▼
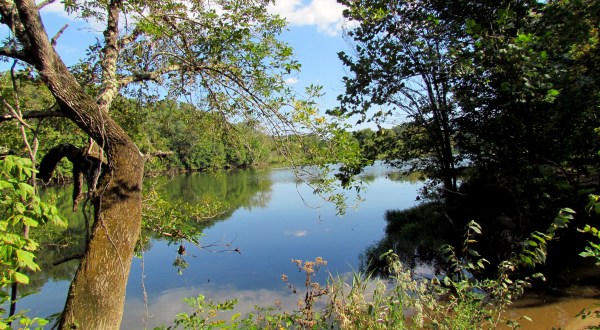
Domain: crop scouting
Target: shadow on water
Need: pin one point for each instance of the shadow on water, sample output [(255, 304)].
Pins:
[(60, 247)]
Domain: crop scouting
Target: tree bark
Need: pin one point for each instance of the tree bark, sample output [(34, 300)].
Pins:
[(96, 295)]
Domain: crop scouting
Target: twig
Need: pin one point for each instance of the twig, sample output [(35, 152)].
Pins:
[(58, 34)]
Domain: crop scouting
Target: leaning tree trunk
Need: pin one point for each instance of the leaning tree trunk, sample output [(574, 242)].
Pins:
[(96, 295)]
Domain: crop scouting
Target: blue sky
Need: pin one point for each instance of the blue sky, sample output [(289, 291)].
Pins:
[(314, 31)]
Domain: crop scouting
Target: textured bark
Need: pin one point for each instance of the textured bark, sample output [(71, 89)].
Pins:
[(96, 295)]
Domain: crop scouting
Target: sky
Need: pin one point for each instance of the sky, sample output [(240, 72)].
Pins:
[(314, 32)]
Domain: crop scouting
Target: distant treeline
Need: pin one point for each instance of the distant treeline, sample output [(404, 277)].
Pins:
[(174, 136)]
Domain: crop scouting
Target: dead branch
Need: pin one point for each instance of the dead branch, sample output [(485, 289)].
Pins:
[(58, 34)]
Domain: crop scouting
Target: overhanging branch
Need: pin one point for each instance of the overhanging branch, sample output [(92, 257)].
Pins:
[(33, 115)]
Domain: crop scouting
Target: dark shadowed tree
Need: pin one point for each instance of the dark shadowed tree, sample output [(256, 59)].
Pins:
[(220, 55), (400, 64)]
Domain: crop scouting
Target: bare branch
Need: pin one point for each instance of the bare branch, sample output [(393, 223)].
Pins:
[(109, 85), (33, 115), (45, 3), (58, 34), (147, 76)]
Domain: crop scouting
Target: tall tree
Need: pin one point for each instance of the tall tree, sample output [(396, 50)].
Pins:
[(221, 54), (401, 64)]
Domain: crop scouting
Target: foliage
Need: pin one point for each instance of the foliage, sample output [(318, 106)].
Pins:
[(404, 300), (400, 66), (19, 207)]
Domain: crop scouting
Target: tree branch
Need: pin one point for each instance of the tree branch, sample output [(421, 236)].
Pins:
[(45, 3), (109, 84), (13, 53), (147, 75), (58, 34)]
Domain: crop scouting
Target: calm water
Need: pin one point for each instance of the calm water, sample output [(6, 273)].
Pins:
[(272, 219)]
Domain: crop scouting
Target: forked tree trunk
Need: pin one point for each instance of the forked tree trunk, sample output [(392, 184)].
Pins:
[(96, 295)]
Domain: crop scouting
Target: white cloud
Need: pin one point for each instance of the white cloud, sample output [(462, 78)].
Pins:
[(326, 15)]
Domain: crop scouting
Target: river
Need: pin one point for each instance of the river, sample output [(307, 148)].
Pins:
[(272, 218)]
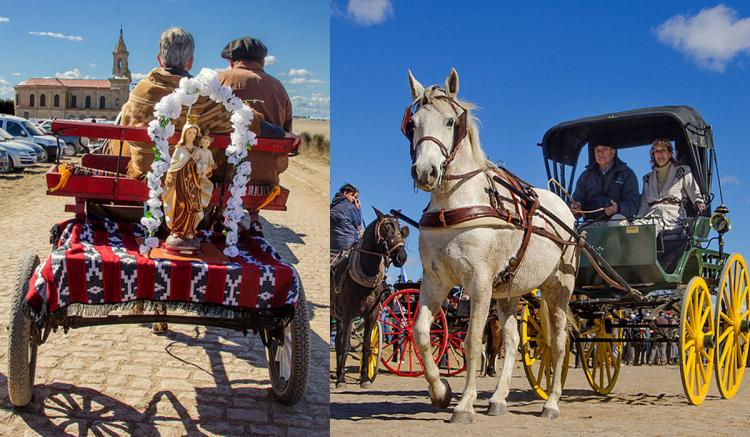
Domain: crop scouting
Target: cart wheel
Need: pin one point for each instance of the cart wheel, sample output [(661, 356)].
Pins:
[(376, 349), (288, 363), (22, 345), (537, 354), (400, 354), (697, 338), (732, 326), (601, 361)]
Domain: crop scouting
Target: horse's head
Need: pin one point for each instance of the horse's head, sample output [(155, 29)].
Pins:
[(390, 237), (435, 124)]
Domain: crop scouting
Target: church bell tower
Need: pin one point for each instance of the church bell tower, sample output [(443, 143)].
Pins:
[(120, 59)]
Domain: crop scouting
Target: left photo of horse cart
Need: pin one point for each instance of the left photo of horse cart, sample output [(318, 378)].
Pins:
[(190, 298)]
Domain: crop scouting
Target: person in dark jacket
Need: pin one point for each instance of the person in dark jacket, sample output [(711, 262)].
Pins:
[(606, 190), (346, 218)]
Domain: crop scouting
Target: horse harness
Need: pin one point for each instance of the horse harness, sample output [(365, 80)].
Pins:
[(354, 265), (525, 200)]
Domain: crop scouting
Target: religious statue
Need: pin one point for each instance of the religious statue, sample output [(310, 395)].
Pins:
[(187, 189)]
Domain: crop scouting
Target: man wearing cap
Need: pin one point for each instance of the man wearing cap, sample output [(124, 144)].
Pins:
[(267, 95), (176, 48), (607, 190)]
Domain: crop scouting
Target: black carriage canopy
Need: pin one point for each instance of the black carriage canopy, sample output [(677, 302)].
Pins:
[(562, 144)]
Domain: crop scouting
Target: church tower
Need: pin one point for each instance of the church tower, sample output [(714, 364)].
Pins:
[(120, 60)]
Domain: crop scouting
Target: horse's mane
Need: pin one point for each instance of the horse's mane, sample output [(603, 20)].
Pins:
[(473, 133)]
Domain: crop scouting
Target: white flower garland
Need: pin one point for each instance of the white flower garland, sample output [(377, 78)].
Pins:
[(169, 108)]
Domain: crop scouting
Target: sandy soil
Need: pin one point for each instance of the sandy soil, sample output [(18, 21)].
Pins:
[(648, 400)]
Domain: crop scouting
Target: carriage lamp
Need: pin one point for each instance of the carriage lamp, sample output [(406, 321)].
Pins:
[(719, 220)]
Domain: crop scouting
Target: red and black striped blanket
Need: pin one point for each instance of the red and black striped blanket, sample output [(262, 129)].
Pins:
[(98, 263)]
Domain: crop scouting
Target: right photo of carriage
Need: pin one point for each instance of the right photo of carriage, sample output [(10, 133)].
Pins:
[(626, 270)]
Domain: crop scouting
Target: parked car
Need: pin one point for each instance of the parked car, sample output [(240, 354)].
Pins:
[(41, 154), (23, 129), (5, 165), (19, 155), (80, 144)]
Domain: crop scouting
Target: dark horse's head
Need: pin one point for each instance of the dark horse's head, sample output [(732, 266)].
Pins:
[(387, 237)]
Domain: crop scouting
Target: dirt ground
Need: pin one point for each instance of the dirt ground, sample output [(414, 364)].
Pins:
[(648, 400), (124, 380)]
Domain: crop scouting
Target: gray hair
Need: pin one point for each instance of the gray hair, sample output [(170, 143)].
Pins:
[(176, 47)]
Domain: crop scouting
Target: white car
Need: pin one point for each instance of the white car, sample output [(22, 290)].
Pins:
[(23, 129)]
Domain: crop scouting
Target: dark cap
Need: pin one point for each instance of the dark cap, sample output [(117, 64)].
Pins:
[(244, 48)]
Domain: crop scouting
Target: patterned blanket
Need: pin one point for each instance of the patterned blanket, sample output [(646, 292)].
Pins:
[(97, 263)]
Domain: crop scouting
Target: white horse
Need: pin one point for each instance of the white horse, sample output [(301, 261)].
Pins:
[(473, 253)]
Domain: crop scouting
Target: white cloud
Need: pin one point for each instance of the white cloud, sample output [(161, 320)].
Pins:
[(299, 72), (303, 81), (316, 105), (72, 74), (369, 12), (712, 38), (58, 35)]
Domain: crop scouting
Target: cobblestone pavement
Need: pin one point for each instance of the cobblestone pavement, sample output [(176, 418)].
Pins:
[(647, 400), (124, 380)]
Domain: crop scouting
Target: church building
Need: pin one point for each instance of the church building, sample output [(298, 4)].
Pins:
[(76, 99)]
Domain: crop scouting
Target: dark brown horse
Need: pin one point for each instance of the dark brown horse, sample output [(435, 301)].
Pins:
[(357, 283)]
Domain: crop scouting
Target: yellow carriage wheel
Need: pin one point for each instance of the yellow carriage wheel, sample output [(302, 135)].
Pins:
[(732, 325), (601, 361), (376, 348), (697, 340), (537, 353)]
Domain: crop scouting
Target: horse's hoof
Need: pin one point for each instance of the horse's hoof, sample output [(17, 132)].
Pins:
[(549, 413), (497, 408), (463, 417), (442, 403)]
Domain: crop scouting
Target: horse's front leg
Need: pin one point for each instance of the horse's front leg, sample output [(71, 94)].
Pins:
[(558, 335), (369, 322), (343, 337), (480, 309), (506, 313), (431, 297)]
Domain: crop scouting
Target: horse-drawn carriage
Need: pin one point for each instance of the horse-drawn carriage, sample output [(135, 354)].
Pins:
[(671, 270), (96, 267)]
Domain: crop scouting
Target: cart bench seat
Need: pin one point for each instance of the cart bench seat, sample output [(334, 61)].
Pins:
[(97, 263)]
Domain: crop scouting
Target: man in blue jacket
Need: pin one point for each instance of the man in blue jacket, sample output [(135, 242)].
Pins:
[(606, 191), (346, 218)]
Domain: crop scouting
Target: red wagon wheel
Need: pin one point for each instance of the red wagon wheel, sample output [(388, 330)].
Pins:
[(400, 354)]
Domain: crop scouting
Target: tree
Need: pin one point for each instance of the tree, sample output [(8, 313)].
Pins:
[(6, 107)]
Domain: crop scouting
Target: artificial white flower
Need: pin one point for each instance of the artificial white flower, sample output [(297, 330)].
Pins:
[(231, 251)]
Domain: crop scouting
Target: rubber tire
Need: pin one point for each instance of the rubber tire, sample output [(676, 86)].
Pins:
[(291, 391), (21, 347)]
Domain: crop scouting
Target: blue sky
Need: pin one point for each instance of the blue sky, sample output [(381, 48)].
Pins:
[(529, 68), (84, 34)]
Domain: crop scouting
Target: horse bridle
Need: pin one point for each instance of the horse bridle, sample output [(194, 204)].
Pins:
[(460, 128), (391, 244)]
▲
▼
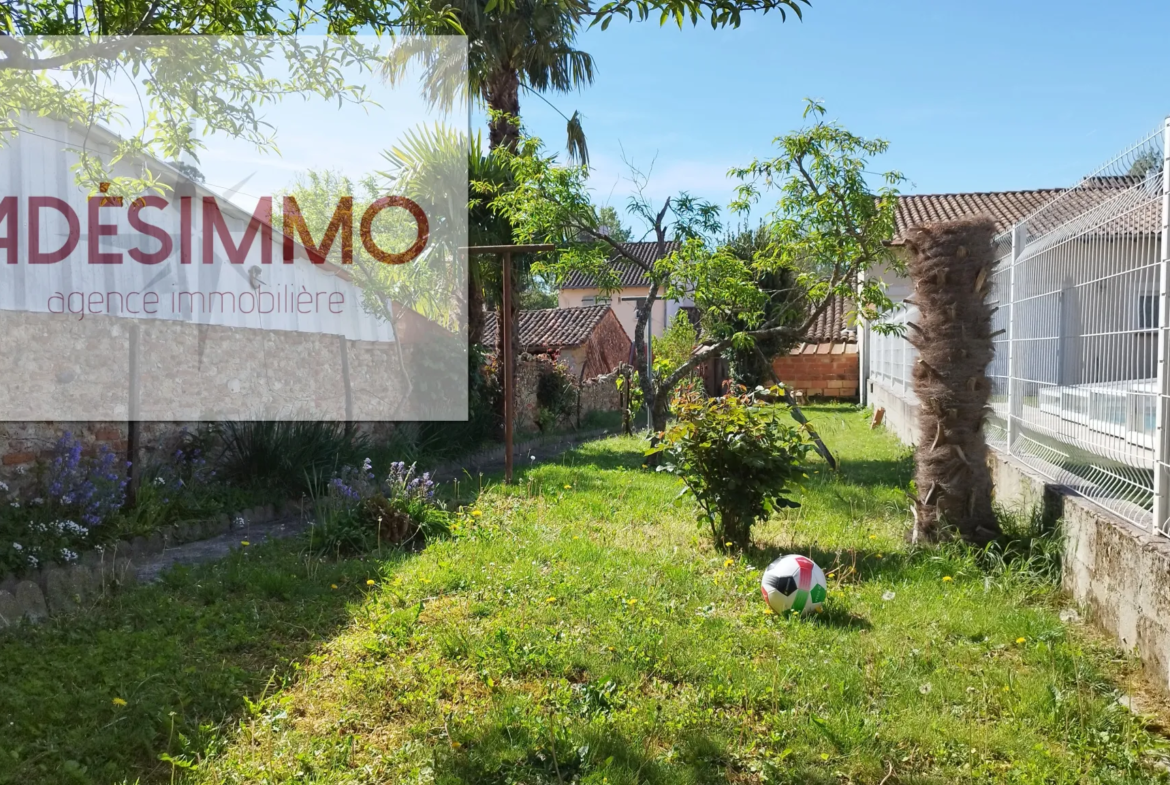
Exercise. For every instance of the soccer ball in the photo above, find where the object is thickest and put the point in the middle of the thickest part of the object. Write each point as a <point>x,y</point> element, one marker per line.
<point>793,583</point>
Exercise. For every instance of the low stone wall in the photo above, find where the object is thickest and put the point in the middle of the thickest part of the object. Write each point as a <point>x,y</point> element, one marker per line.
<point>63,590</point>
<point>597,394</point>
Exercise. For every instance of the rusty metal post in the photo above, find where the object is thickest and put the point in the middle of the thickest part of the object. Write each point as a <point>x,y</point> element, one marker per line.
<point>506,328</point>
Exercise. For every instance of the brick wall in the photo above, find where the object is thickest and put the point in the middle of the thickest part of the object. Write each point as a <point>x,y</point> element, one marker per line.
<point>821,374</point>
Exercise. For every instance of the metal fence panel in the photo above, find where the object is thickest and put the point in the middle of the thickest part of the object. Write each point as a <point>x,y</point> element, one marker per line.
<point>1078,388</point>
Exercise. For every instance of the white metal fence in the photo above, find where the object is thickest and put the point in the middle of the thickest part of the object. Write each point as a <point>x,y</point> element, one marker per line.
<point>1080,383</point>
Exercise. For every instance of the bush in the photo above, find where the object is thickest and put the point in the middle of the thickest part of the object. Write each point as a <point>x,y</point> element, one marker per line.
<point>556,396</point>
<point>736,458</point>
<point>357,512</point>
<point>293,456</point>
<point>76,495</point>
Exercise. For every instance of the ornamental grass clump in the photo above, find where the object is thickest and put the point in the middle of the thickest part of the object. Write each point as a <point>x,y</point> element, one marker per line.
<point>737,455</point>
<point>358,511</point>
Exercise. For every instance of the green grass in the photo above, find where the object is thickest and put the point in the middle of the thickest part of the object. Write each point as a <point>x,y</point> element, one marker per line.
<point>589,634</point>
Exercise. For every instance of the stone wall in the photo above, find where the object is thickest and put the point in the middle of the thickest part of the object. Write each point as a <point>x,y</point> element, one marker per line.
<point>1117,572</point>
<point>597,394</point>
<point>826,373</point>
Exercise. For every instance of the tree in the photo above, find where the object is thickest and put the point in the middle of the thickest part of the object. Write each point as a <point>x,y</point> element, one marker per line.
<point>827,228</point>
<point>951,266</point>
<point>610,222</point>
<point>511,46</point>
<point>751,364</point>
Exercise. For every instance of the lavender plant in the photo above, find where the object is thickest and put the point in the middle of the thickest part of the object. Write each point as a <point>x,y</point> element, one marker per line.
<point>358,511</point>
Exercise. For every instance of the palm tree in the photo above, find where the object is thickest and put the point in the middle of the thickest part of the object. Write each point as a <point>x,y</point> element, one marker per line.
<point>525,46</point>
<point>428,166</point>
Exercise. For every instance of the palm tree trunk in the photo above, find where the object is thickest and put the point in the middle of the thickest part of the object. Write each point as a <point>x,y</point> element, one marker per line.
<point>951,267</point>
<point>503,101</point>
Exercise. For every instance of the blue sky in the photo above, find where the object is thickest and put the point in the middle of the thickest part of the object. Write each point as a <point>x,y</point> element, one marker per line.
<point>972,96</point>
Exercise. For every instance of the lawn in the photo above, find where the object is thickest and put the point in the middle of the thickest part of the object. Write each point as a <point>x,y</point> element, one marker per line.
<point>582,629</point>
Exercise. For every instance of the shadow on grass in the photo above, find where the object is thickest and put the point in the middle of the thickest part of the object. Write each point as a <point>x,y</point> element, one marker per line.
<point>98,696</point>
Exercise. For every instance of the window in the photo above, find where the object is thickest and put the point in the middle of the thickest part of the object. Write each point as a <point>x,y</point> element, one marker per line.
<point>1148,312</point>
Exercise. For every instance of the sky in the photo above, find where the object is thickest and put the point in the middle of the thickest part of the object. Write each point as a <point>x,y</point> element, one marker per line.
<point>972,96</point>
▲
Go through the entries above and copy each line holding the string "ground".

Target: dirt ground
Need: pin one point for each instance of the dirt ground, sample output [(414, 364)].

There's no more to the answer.